◆ TASK DESCRIPTION: Scale the coordinate values in the answers by 2.6, rounding each to the nearest whole number with halves rounded up, and reproduce every line from the row containing "Retail shelf audit in progress. Identify where the reflective" through the last row, both included, with the requests unchanged. Output only those lines.

_____

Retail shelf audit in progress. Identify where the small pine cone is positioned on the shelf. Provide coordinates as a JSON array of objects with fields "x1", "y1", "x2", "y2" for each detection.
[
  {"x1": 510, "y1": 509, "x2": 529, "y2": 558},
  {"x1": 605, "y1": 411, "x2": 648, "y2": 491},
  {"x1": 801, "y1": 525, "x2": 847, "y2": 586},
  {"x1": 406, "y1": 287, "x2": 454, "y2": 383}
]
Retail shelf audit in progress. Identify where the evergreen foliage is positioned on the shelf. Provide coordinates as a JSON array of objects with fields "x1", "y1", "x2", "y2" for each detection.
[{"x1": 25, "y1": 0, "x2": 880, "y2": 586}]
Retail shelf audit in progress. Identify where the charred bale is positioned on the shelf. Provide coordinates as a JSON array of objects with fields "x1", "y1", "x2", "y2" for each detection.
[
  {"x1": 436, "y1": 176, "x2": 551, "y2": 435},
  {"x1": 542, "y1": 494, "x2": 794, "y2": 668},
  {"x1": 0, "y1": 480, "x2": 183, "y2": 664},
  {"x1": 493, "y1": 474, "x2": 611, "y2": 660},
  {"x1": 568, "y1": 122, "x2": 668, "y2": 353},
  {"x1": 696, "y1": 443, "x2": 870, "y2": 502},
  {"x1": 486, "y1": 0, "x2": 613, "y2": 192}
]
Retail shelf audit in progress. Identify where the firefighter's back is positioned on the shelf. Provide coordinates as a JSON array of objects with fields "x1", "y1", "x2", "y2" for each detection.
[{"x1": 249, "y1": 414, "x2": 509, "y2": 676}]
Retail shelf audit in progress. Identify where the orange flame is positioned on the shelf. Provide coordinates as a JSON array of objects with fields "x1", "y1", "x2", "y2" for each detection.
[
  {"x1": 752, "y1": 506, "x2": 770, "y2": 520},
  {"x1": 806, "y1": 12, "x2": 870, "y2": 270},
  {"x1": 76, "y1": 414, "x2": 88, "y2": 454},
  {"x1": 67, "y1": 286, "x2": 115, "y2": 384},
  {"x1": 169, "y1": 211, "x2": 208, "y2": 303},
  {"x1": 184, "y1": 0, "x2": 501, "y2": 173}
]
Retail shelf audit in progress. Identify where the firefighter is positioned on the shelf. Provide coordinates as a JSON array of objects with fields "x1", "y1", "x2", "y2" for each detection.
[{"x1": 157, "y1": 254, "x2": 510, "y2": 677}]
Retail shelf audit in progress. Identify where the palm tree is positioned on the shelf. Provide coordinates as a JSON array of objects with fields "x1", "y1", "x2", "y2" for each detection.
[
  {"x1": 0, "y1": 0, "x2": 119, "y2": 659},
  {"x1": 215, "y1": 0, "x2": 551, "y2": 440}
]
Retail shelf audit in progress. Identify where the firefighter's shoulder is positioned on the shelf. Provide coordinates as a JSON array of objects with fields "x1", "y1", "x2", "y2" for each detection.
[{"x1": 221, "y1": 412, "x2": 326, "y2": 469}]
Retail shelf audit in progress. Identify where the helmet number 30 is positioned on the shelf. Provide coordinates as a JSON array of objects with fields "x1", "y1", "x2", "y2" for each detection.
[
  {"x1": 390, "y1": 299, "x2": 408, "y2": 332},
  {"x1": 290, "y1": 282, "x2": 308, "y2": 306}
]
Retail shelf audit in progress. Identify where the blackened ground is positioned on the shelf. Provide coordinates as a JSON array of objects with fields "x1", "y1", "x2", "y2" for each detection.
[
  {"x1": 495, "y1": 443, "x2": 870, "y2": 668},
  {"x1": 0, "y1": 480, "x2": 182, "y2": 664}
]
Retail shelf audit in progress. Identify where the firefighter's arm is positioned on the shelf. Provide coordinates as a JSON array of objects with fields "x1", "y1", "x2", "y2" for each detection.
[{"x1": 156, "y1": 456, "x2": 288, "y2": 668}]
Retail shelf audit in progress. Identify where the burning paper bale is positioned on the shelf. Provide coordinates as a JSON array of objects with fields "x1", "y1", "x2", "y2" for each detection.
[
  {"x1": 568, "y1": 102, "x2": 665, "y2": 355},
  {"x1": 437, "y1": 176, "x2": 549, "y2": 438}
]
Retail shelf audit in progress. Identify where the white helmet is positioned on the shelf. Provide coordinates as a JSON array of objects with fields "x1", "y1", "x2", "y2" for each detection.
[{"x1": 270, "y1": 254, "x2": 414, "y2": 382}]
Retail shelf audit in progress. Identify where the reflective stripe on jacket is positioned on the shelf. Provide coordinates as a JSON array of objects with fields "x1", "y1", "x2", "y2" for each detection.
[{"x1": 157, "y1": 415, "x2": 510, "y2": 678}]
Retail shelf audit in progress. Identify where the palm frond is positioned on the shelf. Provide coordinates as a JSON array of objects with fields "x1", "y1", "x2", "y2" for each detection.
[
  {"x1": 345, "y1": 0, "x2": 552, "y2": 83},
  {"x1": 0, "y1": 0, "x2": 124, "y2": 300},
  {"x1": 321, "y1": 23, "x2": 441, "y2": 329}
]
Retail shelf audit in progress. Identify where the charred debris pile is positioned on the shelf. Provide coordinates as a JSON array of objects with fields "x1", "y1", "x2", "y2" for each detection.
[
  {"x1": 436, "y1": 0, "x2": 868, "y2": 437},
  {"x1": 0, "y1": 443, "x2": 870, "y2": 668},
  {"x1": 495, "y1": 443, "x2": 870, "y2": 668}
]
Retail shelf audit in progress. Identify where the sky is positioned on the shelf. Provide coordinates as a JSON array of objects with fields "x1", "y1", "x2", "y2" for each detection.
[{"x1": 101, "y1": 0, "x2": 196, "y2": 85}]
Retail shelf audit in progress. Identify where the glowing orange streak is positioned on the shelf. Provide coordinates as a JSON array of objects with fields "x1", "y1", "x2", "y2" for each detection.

_____

◆ OUTPUT OF THE TASK:
Retail shelf audit in progress. Identify where the reflective stripe on jacket is positioned on the shelf. Provide coordinates as a JSON array of objects with fields "x1", "y1", "x2", "y2" for each detection.
[{"x1": 408, "y1": 1079, "x2": 1326, "y2": 1763}]
Retail shelf audit in progress. Identify where the palm frond is positioned on the shelf. Provide coordinates as a JSON array of objects with fields "x1", "y1", "x2", "y2" for each detection.
[
  {"x1": 897, "y1": 0, "x2": 1435, "y2": 216},
  {"x1": 0, "y1": 0, "x2": 322, "y2": 780},
  {"x1": 835, "y1": 60, "x2": 1147, "y2": 855}
]
Retail shelf audit in progress. Identify where the charred debris pile is positioned on the shelf. Provide coordinates as a JSON array of objects with fields "x1", "y1", "x2", "y2" for each detection.
[
  {"x1": 1134, "y1": 0, "x2": 2257, "y2": 1136},
  {"x1": 0, "y1": 1152, "x2": 2262, "y2": 1737},
  {"x1": 1287, "y1": 1152, "x2": 2262, "y2": 1737}
]
Retail shelf audit in progress. Identify where the sky is positioned on the shelf. Provide coordinates as a JSON array of objects with fields "x1", "y1", "x2", "y2" for each detection.
[{"x1": 263, "y1": 0, "x2": 510, "y2": 221}]
Retail shelf audit in progress. Identify where the glowing orange streak is positioned on the shelf. Provide coordinates as a JSON array of objects with fields "x1", "y1", "x2", "y2" for each detection.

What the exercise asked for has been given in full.